━━ Working data
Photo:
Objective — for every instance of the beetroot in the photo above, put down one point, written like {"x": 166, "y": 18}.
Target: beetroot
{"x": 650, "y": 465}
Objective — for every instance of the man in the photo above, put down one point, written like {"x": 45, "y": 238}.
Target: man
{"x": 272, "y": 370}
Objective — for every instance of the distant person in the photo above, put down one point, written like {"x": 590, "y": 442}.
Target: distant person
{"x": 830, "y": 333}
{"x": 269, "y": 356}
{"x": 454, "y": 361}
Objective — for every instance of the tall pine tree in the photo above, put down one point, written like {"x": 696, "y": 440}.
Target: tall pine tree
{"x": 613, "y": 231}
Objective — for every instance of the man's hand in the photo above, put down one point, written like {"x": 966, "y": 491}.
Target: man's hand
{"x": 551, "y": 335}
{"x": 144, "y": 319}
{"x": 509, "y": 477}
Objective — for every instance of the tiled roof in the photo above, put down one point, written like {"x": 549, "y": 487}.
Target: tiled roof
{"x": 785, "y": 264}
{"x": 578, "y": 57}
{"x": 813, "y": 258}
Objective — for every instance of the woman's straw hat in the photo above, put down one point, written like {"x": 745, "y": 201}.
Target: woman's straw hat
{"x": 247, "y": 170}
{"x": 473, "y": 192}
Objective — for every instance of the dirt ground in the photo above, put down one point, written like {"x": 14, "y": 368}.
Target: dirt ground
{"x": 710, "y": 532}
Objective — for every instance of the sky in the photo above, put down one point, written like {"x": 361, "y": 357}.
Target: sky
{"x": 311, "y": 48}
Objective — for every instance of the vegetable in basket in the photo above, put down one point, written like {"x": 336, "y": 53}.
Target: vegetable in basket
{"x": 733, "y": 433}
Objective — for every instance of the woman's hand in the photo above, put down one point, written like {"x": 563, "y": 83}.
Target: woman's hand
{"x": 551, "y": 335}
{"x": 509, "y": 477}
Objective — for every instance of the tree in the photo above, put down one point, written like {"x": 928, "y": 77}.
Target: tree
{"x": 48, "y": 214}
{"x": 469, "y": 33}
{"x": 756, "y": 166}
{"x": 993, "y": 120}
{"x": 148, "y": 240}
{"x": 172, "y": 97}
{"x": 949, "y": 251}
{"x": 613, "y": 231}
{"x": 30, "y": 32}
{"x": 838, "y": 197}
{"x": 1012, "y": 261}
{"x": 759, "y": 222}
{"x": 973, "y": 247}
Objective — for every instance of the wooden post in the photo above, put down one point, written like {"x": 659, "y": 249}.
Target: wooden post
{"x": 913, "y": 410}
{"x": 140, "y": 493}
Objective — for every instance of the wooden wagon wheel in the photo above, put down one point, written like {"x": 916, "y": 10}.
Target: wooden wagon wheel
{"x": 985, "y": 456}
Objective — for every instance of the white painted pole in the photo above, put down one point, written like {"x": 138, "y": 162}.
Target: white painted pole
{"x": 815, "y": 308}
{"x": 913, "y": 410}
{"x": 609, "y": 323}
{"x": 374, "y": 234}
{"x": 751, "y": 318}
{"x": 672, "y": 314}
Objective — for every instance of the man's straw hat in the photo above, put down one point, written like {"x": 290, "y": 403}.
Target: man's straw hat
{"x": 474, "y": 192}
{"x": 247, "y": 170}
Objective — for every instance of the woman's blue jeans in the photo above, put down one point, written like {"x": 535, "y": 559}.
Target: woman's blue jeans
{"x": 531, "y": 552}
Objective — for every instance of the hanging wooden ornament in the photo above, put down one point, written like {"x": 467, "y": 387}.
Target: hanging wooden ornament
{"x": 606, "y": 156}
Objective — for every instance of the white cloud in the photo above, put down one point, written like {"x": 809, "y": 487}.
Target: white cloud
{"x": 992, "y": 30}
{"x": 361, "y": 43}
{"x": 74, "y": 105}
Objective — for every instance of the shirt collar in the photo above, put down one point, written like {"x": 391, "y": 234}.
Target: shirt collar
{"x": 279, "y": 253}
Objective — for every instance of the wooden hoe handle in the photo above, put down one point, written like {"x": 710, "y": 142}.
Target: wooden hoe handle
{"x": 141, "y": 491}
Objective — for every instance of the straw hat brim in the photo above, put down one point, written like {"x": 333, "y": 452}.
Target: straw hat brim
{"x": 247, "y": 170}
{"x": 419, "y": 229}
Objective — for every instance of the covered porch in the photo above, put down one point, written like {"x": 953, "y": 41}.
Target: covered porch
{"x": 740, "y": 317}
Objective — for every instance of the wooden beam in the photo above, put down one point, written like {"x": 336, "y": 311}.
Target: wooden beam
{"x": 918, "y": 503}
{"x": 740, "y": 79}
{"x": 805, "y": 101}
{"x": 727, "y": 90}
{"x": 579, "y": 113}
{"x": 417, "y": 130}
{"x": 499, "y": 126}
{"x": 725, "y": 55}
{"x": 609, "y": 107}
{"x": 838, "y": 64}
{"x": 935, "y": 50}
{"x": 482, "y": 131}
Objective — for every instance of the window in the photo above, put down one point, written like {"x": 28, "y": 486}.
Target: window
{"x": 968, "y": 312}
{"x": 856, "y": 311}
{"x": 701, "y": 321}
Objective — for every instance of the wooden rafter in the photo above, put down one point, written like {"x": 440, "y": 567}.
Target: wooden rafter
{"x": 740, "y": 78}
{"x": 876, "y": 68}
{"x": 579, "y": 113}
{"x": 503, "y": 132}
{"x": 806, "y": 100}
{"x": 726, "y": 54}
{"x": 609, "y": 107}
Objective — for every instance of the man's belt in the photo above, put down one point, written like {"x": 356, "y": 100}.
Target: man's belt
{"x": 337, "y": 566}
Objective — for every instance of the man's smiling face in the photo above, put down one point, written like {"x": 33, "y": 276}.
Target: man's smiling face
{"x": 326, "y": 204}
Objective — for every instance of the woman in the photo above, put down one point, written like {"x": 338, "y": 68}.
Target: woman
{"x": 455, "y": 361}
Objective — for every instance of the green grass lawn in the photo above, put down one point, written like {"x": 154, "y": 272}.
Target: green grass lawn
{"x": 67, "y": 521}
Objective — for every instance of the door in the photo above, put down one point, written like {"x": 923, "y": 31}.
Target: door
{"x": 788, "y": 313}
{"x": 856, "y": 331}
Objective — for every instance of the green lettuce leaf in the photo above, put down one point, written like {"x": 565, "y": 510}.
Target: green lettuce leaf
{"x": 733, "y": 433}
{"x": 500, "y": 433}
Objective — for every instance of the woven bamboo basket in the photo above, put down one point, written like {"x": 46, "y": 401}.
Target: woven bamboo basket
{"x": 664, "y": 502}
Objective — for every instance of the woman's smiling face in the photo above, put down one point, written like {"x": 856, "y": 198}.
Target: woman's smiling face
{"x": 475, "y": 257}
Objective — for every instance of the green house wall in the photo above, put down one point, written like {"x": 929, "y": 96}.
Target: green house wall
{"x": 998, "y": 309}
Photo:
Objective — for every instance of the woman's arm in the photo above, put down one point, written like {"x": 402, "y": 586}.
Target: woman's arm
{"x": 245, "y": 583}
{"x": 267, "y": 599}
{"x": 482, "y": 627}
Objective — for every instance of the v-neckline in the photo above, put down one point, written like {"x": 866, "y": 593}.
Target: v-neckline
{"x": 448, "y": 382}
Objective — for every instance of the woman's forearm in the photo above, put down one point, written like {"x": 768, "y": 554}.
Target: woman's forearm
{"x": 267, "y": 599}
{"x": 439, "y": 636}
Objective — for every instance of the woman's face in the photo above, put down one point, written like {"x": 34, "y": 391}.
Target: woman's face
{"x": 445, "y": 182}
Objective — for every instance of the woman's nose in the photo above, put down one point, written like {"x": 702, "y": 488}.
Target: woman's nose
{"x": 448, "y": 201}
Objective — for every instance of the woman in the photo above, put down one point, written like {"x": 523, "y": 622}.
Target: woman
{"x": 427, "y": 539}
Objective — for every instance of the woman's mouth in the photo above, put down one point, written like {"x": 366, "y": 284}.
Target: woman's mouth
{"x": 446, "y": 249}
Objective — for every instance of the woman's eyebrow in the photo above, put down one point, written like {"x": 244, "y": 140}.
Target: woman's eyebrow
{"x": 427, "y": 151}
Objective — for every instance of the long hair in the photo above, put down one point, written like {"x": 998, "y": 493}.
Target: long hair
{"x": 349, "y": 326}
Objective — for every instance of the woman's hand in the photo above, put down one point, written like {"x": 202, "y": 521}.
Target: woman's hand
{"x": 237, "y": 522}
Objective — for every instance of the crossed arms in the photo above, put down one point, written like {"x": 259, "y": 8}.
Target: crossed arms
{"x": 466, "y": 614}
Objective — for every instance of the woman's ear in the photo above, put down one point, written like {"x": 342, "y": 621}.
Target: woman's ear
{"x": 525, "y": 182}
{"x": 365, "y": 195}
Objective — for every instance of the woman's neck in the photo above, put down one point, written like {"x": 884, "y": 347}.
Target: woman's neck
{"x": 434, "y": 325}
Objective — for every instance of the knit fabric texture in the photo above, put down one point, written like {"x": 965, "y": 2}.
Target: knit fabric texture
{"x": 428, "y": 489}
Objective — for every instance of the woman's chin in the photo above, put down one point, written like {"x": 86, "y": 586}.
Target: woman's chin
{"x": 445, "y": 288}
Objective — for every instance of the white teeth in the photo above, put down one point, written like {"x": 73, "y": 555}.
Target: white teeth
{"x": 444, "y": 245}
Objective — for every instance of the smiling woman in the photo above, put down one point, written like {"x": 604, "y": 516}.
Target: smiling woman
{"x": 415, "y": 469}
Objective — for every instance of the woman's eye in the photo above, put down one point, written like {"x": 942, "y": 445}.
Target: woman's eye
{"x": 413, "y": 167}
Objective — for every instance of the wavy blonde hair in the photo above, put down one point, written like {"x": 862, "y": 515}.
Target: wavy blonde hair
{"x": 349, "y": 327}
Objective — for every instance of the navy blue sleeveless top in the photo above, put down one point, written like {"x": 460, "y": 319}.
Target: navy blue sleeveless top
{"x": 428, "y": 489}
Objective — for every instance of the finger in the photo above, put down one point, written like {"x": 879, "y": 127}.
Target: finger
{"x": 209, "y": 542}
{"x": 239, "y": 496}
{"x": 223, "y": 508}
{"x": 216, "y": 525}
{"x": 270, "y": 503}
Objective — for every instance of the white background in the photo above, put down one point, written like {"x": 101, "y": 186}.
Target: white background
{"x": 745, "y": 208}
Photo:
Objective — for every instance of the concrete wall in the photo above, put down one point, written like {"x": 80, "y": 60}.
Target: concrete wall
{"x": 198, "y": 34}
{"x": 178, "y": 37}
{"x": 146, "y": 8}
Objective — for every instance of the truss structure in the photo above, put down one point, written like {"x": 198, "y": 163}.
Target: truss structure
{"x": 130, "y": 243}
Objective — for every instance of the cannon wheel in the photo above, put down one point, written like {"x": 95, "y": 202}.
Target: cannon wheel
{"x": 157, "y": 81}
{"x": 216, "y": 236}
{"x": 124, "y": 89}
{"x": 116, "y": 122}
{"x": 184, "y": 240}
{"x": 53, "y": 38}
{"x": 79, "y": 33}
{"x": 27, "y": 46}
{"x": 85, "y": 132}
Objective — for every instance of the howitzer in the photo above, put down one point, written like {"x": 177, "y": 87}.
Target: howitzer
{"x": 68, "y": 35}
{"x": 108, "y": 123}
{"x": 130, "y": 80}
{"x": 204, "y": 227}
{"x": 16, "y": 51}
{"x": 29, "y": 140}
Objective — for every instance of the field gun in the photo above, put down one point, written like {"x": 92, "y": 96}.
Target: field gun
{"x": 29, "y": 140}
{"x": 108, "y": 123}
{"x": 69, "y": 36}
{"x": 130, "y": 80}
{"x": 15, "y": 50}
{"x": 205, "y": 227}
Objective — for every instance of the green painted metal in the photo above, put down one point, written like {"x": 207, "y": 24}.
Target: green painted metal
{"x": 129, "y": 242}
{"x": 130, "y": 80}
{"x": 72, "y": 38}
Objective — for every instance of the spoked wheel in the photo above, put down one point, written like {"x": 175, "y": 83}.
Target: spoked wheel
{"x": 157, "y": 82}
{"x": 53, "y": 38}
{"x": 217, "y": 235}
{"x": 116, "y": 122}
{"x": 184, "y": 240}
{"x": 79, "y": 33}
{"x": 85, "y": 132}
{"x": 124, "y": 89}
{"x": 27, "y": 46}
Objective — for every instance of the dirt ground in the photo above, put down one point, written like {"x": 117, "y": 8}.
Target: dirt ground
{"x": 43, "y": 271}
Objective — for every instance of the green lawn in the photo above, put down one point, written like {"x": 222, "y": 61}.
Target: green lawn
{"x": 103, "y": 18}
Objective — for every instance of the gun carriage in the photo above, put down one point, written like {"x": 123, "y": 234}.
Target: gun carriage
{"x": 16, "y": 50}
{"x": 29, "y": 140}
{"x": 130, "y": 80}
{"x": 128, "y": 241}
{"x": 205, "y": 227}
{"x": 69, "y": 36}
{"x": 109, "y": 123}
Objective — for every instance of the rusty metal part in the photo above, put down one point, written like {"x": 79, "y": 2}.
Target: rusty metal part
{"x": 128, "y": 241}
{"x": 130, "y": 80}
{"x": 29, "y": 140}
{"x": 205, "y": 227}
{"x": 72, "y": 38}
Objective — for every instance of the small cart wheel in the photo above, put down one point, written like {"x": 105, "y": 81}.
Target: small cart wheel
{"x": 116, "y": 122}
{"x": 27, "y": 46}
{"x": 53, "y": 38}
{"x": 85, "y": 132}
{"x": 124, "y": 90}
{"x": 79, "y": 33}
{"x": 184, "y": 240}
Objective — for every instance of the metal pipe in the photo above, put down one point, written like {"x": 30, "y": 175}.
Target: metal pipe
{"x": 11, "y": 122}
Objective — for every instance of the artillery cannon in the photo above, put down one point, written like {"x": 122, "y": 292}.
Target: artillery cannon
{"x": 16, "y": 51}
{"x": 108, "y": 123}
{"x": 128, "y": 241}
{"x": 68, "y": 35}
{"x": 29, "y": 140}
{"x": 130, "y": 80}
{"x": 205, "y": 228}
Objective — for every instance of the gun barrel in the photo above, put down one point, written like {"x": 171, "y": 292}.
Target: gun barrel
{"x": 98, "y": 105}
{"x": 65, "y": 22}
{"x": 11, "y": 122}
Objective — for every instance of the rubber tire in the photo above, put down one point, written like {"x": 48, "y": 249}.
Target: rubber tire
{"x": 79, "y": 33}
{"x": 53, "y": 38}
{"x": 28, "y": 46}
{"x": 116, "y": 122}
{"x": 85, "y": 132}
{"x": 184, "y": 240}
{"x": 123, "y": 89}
━━━━
* What you should do: What is needed is an exact copy of the entries above, from the first line through the line holding "Objective — for every instance of the distant", with both of those lines kept; please give nothing else.

* Exercise response:
Photo:
Objective — for every instance of the beetroot in the photo above, put down one point, written like {"x": 166, "y": 18}.
Target: beetroot
{"x": 650, "y": 465}
Objective — for every instance of the man in the photo above, put down one point, written like {"x": 45, "y": 238}.
Target: man
{"x": 272, "y": 370}
Objective — for every instance of the distant person in the photo above, put down one point, written like {"x": 590, "y": 442}.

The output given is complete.